_DOCUMENT PASSAGE_
════════

Skip to content

SBT/Mill plugins (and a CLI) to install C/C++ dependencies using Vcpkg (https://vcpkg.io/en/index.html), with Scala Native integration

Notifications You must be signed in to change notification settings

indoorvivants/sn-vcpkg

Repository files navigation

sn-vcpkg

Utilities and build tools to work with vcpkg C/C++ dependency manager

If you are in a rant-reading mood, please refer to motivation.

If you want to update this documentation file, don't edit it directly - edit docs/README.in.md and run sbt updateDocs. It's annoying, but this document contains compiled snippets of code which I want to prevent from going out of date

Usage TLDR: most likely you want to take a look at SBT plugin or Mill plugin

Vcpkg and native dependencies 101

  • By native dependencies we mean C/C++ libraries
  • Usually distributed as sources (but some distributions contain pre-built artifacts, like gtk)
  • Usually built on user's machine
  • Contain following artifact types:
    • Binary
      • dynamic libraries (needed at runtime and linktime)
      • static libraries (needed at linktime)
    • C/C++ headers (optional, needed for compile time)
    • pkg-config files *.pc (optional, provide a recipe for constructing the correct clang/gcc flags to use the dependency)
  • vcpkg contains lots and lots of pre-made recipes for popular libraries, with aim to work on Linux, MacOS, and Windows
  • vcpkg works as both a CLI installer (vcpkg install cjson) and as manifest installer (vcpkg install vcpkg.json) with dependencies specified in a JSON file :)

════════

_DATASET EXCERPTS_
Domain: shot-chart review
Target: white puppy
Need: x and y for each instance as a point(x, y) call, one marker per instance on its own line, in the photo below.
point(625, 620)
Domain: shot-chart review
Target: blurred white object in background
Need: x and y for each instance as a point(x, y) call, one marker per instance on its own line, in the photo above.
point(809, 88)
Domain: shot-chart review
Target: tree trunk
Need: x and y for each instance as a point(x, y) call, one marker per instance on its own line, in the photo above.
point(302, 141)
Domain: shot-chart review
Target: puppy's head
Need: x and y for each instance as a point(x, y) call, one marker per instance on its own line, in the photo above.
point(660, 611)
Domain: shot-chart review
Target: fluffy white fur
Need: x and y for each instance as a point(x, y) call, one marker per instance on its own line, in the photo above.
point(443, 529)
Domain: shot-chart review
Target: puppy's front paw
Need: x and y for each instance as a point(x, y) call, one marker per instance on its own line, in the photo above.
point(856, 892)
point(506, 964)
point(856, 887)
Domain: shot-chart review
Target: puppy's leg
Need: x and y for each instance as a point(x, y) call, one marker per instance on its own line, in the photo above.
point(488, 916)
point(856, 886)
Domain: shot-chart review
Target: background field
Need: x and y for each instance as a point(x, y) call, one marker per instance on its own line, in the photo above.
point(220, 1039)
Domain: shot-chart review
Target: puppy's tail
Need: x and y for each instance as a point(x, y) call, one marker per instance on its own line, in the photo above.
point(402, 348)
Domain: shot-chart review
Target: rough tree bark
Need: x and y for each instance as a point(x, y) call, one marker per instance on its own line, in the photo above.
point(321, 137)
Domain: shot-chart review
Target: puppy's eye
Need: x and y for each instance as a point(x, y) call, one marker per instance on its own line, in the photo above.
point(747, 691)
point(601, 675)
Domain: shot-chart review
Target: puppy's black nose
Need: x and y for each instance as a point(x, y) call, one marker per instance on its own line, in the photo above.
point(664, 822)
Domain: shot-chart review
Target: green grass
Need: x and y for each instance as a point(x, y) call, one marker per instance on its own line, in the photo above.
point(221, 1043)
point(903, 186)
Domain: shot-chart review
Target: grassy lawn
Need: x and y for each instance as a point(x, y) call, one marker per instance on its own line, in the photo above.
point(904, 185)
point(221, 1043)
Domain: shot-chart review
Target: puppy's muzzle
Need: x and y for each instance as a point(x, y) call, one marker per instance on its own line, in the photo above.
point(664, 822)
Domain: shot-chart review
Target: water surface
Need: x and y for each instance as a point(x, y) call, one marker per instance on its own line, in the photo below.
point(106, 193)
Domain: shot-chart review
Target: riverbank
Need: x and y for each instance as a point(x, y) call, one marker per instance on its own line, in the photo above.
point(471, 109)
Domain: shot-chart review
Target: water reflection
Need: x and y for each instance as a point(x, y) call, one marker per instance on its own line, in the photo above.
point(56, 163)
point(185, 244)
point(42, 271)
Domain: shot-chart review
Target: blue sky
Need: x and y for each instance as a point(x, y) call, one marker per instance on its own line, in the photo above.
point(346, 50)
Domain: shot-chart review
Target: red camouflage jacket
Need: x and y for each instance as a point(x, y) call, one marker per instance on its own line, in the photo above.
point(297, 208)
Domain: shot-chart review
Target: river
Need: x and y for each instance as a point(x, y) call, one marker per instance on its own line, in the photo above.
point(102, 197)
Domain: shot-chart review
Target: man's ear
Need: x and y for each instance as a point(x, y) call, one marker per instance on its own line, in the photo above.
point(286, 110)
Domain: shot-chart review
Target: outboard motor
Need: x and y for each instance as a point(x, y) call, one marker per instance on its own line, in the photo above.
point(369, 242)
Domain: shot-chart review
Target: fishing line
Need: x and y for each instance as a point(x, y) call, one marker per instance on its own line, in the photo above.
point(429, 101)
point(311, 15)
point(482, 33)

════════

_GOALS_
1/ Retype the sn-vcpkg page word for word, everything from "Vcpkg and native" down to "for compile time)".
2/ Which operating systems does the sn-vcpkg page say vcpkg's recipes aim to work on?
3/ Write what comes next in the sn-vcpkg page after its last line.

_RESULTS BY TASK_
1/
Vcpkg and native dependencies 101

  • By native dependencies we mean C/C++ libraries
  • Usually distributed as sources (but some distributions contain pre-built artifacts, like gtk)
  • Usually built on user's machine
  • Contain following artifact types:
    • Binary
      • dynamic libraries (needed at runtime and linktime)
      • static libraries (needed at linktime)
    • C/C++ headers (optional, needed for compile time)

2/ Linux, MacOS, Windows

3/
  • vcpkg can bootstrap itself from a cloned repo :)
  • vcpkg can install libraries into a custom location (instead of system-wide) making caching and isolation easier :)

:) - this project does it for you

Usage

Examples

Summary

There are several modules of interest:

  1. core - contains all the tool-agnostic logic for bootstrapping, invoking, and communicating with vcpkg. This module is the meat on the proverbial bones, the plugins and the CLI merely invoke it.

  2. cli - contains a very barebones CLI wrapper over core with dubious value proposition: as it delegates fully to the core module, it uses the same defaults, location, and installation logic as the build tooling would use.

    As such, it's possible to invoke the CLI prior to launching the build, to preinstall the necessary dependencies (as in a separate layer in a Docker container), and to be sure that the same dependencies definition in a build tool of your choosing (SBT or Mill) will immediately find the packages where they're supposed to be.

    You can quickly test it by running:

     $ cs launch com.indoorvivants.vcpkg:sn-vcpkg_3:0.0.20 -- install libpq -l -q -c
     -I<...>/sbt-vcpkg/vcpkg-install/arm64-osx/lib/pkgconfig/../../include
     -L<...>/sbt-vcpkg/vcpkg-install/arm64-osx/lib/pkgconfig/../../lib
     -L<...>/sbt-vcpkg/vcpkg-install/arm64-osx/lib/pkgconfig/../../lib/pkgconfig/../../lib
     -lpq
     -lpgcommon
     -lpgport
     -lm
     -lssl
     -lcrypto
    

    This particular example

    1. Installs libpq (C interface to Postgres)
    2. Outputs compilation and linking flags for Clang/GCC one per line

    As part of the process, the CLI will also bootstrap vcpkg if it cannot find it in the predetermined location (see below)

  3. SBT plugin and Mill plugin that just install the dependencies

  4. SBT and Mill plugins that additionally integrate with respective Scala Native plugins, see Scala Native integration

SBT plugin

For SBT, add this to your project/plugins.sbt:

addSbtPlugin("com.indoorvivants.vcpkg" % "sbt-vcpkg" % "0.0.20")

And in your build.sbt:

enablePlugins(VcpkgPlugin)

vcpkgDependencies := VcpkgDependencies(
  "cjson",
  "cmark"
)

After that, run vcpkgInstall and vcpkg will be bootstrapped and dependencies installed.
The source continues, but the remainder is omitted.